══ READING TEXT ══

Dueling Diets: We Still Don’t Know What to Eat
Few things seem to dominate health headlines more than the apparent feud between plant-eaters and meat-eaters. Because we believe in fact over fiction, THI has some key facts to dispel the myths and curtail the drama.
Headlines focus on nutrient battles: carbohydrates versus fats or protein dominant diets. This is, in a word, ridiculous. You don’t eat a carbohydrate, you eat a potato, which also has protein, fiber and a plethora of vitamins and minerals. You don’t eat a protein, you eat plants or animals that have amino acids along with other nutrient values. You don’t eat a fat, you eat avocado or bacon; each of which will have different effects on your health. We eat foods, not nutrients.
So, let’s take a look at some of the foods recommended by some supposedly waring diets.
Foods you can eat on a ketogenic diet: avocado, fish, nuts, seeds, non-starchy vegetables, meat, eggs, dairy, olives, berries.
Foods you can eat on a vegan diet: avocado, nuts, seeds, non-starchy vegetables, starchy vegetables, berries, whole grains, beans, legumes, and fruits.
Foods you can eat on a vegetarian diet: avocado, berries, nuts, seeds, non-starchy vegetables, starchy vegetables, whole grains, beans and legumes, fruits, dairy, eggs.
Foods you can eat on a paleo diet: grass-fed meat and wild game, fish, avocado, nuts, seeds, fruits, olives, vegetables, eggs
Foods you can eat on a flexitarian diet: avocado, nuts, seeds, non-starchy vegetables, berries, starchy vegetables, whole grains, fruits, beans, and legumes, dairy, eggs, meat.

═══
══ SOURCE MATERIAL ══

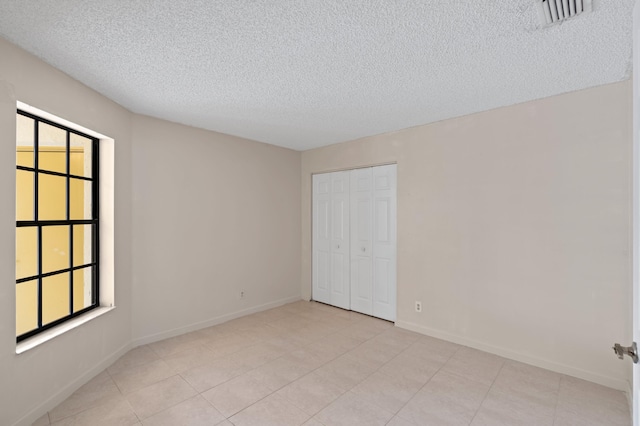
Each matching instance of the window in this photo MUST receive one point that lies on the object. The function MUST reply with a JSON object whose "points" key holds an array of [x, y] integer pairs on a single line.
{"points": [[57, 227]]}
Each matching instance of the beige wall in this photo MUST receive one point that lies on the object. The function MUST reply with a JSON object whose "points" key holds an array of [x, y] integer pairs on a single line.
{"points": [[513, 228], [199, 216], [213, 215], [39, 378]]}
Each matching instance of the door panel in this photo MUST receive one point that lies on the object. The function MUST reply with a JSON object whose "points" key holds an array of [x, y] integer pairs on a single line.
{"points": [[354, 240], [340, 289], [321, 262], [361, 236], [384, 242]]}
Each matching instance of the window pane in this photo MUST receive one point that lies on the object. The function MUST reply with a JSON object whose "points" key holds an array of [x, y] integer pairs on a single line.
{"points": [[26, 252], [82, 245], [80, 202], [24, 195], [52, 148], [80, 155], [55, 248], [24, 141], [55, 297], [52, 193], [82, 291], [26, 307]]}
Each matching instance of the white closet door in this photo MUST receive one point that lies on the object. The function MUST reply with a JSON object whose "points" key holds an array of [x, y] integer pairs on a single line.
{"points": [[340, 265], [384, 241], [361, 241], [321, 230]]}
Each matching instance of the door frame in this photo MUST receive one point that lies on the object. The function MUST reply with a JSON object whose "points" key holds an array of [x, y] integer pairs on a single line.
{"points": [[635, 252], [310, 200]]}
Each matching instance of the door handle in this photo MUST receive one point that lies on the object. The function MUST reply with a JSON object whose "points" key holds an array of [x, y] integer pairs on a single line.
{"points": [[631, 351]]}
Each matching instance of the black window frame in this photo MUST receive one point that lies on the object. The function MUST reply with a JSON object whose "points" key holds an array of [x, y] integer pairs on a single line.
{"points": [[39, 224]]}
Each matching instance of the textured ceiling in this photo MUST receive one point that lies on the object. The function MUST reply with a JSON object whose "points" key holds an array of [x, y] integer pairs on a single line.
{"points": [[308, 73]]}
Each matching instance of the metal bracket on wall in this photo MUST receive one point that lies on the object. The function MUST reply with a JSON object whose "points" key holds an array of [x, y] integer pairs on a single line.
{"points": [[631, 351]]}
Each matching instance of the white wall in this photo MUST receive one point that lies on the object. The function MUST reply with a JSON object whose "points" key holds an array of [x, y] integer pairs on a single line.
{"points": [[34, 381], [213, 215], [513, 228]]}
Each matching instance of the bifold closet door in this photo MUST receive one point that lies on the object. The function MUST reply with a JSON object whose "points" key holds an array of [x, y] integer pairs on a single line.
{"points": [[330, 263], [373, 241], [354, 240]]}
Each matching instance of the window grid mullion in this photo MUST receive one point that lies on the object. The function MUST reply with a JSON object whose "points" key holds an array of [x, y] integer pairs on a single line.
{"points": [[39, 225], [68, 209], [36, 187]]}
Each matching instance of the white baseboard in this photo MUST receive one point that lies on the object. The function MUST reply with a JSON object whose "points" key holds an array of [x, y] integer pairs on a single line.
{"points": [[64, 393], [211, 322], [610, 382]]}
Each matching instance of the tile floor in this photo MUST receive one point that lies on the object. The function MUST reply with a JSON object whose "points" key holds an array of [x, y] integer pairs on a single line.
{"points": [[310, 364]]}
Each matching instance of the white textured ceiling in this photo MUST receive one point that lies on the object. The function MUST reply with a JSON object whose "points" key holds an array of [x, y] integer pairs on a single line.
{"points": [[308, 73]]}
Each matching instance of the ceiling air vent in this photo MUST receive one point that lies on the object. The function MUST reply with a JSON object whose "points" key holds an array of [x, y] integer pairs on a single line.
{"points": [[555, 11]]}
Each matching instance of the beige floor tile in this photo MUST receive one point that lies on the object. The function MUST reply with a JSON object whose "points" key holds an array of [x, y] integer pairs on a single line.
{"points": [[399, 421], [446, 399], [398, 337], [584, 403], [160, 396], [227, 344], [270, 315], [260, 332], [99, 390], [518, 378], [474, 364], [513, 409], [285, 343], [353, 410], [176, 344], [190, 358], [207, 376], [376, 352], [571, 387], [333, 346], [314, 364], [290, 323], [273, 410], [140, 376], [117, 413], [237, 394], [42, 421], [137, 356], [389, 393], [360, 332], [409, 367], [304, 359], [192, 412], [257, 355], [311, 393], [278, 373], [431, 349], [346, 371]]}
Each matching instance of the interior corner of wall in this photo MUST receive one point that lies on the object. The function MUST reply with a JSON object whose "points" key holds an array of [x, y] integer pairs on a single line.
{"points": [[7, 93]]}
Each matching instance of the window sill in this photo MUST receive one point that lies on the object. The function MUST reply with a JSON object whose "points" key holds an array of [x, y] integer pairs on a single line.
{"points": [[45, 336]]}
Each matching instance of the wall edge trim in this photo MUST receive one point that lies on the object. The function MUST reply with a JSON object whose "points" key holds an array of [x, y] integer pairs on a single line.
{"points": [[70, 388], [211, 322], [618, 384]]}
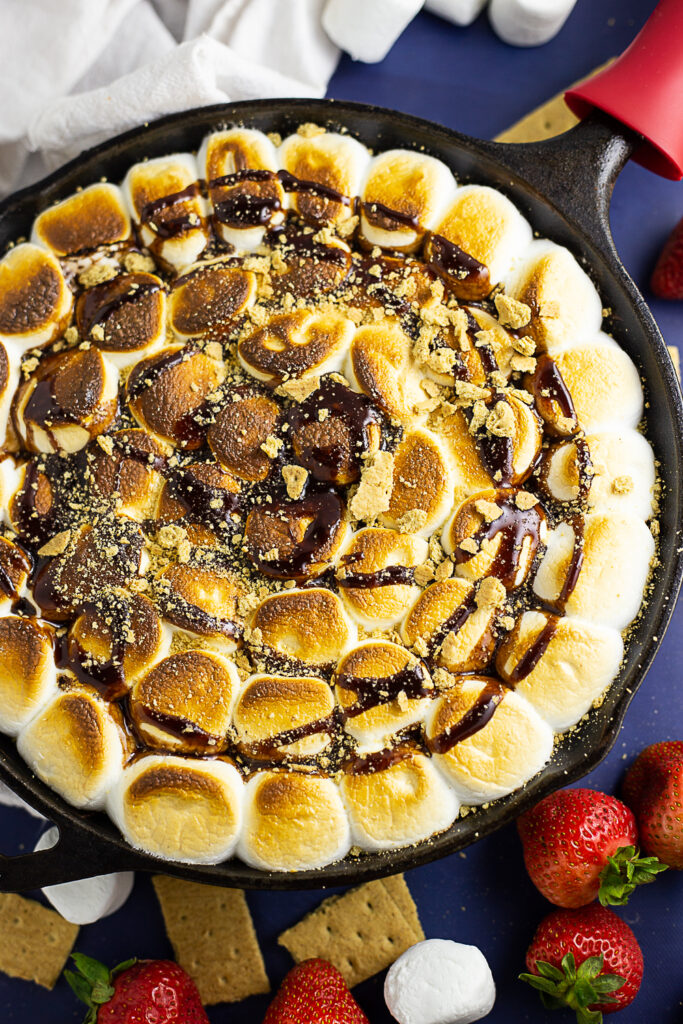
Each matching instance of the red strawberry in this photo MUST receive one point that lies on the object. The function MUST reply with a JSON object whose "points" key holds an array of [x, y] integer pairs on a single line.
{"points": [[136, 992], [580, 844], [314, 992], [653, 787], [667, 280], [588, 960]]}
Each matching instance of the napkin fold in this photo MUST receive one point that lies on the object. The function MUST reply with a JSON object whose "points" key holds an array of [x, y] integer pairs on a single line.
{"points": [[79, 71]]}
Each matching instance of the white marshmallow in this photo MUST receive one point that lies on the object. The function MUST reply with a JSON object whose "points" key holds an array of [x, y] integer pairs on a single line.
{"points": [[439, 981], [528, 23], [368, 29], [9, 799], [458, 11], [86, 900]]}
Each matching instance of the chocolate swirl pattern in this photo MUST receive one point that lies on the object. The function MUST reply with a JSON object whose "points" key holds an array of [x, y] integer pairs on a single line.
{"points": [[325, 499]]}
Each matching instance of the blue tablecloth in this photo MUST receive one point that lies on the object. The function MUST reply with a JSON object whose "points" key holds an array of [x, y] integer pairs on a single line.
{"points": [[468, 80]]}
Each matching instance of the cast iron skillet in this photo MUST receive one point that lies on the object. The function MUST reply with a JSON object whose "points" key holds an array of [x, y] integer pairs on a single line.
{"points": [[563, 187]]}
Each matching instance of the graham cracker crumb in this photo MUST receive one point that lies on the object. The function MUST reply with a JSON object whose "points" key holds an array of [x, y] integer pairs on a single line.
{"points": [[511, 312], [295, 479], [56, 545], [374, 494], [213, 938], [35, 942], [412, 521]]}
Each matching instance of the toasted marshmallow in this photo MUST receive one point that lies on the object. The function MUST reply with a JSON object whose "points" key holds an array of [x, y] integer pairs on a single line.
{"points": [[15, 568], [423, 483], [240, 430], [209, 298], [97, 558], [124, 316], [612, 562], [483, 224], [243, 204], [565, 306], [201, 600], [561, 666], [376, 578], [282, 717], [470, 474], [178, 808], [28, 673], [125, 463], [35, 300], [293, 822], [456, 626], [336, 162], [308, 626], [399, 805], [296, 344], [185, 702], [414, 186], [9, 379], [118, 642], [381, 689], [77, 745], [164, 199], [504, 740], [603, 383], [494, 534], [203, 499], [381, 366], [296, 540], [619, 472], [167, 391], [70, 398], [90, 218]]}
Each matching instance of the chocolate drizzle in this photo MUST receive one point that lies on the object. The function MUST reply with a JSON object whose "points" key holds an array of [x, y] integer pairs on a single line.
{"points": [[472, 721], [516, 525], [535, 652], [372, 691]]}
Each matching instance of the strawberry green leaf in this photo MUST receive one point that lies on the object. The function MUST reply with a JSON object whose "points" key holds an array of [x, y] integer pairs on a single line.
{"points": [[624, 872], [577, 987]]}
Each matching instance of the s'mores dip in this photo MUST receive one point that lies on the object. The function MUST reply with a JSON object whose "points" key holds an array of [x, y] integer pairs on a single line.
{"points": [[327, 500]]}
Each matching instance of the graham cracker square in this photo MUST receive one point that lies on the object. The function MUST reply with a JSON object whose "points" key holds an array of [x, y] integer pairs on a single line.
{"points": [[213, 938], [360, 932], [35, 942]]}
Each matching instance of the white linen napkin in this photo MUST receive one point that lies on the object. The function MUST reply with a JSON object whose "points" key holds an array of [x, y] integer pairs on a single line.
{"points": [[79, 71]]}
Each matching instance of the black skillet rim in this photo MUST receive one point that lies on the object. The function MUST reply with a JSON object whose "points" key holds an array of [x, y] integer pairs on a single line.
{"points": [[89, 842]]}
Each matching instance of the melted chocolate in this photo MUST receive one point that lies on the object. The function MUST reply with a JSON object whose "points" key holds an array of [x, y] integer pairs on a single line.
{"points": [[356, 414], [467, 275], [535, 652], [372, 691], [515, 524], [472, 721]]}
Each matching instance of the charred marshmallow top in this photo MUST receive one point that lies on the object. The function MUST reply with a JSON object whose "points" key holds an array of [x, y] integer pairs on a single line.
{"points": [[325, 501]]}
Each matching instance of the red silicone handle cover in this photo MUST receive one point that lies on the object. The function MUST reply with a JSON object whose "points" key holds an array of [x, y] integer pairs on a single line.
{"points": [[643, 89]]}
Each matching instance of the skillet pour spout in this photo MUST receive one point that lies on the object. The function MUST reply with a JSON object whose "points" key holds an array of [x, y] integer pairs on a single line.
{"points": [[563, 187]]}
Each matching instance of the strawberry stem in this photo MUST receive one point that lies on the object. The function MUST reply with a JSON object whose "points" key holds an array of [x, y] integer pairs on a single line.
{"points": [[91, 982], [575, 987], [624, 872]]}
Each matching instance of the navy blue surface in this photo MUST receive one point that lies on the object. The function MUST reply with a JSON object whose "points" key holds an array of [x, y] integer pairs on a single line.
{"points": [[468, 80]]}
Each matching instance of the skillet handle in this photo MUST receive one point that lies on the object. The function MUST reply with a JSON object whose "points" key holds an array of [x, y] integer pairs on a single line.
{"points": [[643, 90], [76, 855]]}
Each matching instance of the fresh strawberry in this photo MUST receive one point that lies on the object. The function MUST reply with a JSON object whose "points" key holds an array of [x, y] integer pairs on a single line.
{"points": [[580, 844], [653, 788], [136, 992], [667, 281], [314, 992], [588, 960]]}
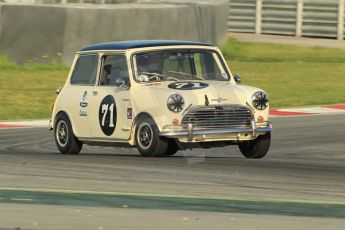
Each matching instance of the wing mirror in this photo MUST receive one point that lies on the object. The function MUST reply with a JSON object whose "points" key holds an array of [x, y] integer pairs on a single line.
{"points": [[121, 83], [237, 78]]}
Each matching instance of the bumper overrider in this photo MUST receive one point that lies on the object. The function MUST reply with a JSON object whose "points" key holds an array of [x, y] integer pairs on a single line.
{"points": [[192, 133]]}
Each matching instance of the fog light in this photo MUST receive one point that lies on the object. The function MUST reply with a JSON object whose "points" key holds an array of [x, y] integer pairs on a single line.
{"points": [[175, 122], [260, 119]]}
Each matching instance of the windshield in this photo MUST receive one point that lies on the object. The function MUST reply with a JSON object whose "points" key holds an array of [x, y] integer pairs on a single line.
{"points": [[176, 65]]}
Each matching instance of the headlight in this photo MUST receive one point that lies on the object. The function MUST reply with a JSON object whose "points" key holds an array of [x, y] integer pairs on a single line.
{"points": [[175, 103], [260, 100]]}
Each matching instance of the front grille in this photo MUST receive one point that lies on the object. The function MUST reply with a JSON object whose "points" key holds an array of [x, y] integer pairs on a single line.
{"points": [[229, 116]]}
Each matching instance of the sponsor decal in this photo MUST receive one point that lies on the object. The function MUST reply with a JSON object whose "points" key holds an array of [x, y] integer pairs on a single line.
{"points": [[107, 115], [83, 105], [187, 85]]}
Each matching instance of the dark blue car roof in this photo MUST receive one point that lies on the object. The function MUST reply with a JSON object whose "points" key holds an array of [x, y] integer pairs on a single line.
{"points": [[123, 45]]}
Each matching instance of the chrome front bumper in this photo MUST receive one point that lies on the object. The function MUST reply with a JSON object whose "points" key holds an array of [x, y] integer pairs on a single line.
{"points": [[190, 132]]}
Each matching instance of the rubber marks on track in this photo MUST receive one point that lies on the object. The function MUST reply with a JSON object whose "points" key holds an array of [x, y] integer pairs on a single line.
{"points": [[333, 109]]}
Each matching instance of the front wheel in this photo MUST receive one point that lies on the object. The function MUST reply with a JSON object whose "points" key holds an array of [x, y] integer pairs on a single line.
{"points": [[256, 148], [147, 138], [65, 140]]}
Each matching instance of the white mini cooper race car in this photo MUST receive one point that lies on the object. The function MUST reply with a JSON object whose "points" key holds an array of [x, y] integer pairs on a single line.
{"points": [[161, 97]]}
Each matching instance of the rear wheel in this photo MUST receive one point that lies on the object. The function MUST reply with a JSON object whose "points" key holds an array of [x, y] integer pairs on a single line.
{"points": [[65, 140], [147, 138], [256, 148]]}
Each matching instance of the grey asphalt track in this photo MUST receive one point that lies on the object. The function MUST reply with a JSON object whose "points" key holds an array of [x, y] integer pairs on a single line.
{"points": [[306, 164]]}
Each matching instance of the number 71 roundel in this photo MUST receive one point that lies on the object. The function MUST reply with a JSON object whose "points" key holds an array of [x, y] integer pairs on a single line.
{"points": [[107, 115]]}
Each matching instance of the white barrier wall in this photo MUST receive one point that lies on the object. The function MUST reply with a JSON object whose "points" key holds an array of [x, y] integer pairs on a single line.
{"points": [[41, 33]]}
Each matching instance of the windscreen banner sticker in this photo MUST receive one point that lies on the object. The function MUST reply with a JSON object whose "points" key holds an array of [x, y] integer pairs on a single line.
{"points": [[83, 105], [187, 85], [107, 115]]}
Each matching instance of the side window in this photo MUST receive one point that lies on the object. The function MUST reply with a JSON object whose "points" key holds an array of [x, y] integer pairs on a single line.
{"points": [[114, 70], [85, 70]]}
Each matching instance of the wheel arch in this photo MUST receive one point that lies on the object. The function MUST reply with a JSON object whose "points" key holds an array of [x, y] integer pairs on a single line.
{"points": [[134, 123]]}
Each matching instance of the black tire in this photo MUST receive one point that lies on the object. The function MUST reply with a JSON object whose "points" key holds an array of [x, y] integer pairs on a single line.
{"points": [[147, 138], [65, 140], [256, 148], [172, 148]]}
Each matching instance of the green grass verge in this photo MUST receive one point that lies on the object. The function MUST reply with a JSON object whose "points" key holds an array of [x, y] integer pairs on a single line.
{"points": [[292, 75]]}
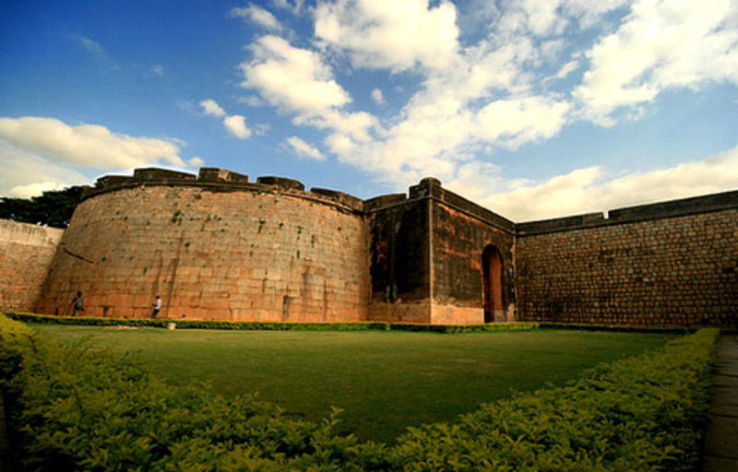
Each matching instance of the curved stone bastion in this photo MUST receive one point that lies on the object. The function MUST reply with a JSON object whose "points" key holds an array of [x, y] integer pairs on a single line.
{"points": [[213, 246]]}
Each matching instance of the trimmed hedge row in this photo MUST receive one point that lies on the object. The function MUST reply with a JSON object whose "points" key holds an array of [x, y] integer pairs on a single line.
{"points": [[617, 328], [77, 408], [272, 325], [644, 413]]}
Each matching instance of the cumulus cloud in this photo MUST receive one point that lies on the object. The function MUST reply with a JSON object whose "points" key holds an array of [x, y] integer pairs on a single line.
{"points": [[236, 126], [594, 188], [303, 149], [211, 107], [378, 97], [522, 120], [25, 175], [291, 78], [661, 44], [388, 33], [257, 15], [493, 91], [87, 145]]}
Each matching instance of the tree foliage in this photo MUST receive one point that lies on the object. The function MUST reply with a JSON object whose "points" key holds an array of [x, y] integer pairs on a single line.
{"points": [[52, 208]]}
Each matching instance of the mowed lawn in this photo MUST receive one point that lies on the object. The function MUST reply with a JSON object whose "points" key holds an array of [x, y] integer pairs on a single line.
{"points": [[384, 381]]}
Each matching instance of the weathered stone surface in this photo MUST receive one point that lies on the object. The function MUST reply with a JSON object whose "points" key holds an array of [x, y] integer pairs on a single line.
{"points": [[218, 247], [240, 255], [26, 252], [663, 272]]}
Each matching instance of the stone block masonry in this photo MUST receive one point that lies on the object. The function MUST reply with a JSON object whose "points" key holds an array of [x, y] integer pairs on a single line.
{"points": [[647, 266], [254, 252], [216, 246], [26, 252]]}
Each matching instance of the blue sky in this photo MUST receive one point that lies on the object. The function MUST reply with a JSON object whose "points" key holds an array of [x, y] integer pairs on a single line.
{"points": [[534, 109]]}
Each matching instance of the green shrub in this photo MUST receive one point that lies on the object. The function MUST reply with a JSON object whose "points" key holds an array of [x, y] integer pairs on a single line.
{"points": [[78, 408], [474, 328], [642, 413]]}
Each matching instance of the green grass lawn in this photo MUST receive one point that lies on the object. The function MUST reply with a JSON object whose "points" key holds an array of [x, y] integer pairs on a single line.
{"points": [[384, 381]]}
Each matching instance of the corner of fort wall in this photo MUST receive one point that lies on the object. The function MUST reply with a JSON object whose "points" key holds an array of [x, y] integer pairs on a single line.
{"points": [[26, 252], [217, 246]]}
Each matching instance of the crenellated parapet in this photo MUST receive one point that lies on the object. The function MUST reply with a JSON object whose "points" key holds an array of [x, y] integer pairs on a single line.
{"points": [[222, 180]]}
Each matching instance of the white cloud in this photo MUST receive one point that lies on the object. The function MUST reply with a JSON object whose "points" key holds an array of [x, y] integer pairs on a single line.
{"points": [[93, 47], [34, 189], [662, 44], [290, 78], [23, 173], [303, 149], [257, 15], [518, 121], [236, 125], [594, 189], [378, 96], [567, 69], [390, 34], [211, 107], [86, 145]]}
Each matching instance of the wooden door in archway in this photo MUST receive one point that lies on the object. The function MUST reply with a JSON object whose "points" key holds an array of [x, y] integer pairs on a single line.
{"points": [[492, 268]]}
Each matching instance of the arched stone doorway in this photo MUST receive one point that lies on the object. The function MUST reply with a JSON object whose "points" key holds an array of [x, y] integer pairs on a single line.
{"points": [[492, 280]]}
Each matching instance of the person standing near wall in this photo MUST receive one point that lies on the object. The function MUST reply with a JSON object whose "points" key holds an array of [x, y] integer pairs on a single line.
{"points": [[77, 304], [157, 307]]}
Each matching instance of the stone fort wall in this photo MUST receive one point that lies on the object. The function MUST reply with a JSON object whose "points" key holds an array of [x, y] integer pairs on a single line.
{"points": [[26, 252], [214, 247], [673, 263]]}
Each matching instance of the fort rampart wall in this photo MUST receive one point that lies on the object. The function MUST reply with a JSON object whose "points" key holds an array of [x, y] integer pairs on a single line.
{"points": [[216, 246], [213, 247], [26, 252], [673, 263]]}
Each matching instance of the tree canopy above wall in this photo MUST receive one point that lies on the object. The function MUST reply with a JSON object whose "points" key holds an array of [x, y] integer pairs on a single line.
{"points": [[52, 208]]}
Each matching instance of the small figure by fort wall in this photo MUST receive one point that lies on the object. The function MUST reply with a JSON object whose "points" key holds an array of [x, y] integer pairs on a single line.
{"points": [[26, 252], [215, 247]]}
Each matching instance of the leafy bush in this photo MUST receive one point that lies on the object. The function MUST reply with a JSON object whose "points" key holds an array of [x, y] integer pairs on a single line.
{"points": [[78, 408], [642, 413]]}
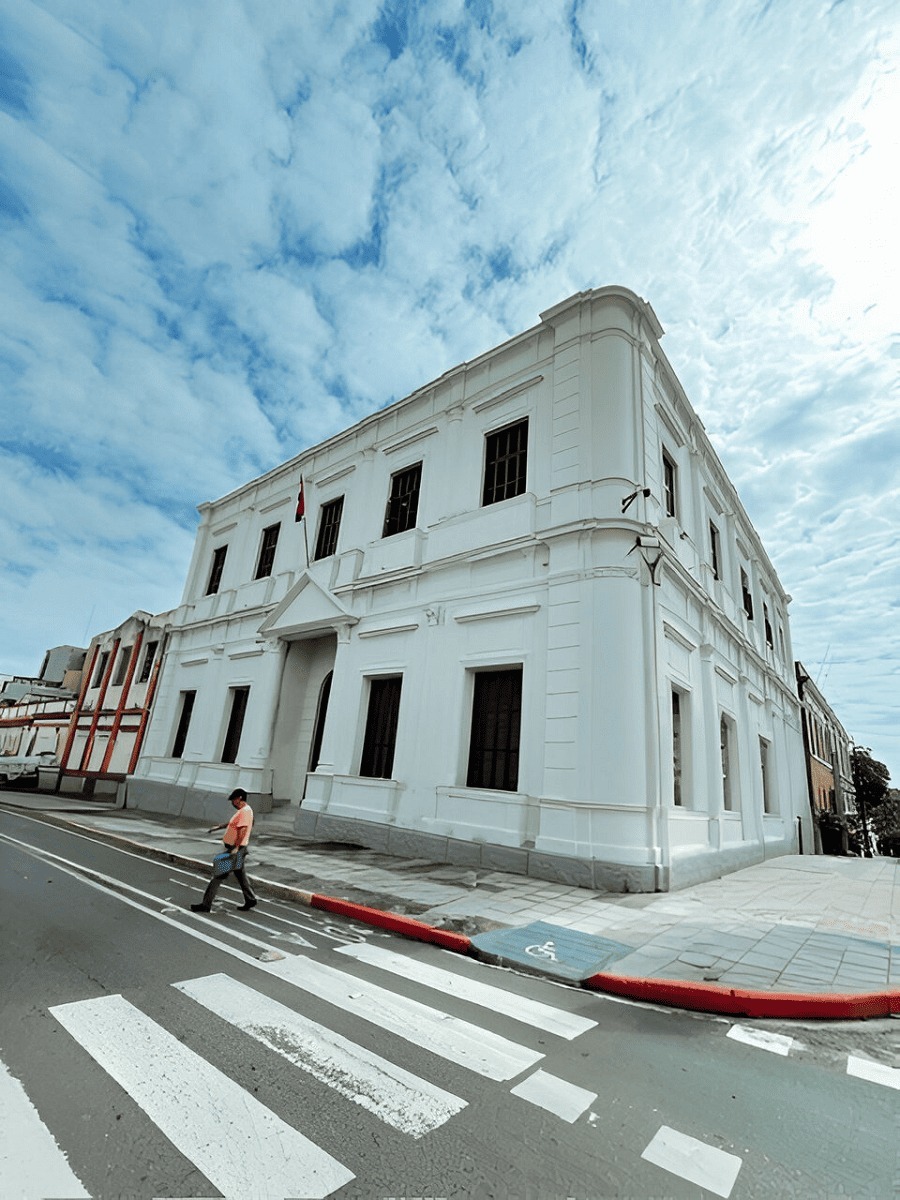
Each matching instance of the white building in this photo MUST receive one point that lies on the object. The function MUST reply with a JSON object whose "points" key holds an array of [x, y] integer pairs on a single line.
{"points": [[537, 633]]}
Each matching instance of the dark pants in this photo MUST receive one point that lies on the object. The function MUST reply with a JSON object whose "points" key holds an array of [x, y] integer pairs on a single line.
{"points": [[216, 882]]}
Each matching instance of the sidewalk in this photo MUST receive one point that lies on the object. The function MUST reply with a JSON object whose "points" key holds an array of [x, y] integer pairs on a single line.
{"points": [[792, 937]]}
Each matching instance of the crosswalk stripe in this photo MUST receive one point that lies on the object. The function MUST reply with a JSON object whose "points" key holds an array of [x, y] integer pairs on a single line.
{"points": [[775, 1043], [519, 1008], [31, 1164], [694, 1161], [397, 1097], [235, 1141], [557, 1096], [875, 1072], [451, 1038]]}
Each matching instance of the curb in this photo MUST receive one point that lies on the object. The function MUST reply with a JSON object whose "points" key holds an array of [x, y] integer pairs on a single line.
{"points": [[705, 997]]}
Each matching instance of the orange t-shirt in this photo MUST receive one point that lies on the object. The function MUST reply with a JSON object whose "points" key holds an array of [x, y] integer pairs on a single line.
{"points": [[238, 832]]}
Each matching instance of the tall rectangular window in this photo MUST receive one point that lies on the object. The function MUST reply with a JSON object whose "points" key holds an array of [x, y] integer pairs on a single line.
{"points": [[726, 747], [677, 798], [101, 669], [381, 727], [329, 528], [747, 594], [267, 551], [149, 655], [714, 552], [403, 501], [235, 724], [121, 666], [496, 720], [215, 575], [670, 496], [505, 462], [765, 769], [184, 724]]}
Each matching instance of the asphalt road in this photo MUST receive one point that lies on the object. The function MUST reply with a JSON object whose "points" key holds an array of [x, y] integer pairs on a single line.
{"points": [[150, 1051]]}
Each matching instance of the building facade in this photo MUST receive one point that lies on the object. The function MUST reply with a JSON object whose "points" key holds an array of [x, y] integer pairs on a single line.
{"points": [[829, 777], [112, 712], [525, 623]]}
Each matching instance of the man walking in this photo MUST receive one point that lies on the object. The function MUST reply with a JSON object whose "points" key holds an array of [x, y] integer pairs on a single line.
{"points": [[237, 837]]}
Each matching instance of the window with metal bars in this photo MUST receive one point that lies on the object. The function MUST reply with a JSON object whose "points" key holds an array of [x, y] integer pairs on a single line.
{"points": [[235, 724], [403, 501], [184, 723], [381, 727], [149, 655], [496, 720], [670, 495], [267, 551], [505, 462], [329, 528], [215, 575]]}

═══

THINGS TO DO.
[a] In the article on dueling diets, what does a potato contain besides carbohydrate?
[b] Explain why the article on dueling diets calls headline battles between carbohydrates, fats and protein ridiculous.
[c] Extend the article on dueling diets from where it stops.

LIST OF ANSWERS.
[a] Protein, fiber and a plethora of vitamins and minerals.

[b] People eat foods, not nutrients. A potato brings protein, fiber, vitamins and minerals along with its carbohydrate, and fats come in foods like avocado or bacon, each with different effects on health.

[c]
Notice a theme? For optimal health, whether vegan, paleo, or something in-between, health practitioners can agree on the fundamental values of healthful foods.
There is of course, a difference when discussing diet as a specific treatment versus diet for overall health. Often, when a diet (such as keto) is discussed for short-term benefits, lengths of previous studies and specific dietary goals are not mentioned. Headlines focus on the quick fix and not overall health and long-term implications.
At the same time, when we discuss the benefits of whole-grains and fruits, we are discussing how these whole foods can positively affect overall health. Should a person with type two diabetes manage how much and what types of carbohydrates they eat? Possibly. Is eating an apple the same as eating a bag of candy? Absolutely not.
Should a marathon runner tailor their diet differently than a weight-lifter? Maybe. Are there different nutrient requirements for children than for seniors? To an extent, yes.
Differences in details do not equal discord and disagreement on the fundamentals facts of what we know to be true. Healthy diets are composed of healthful foods.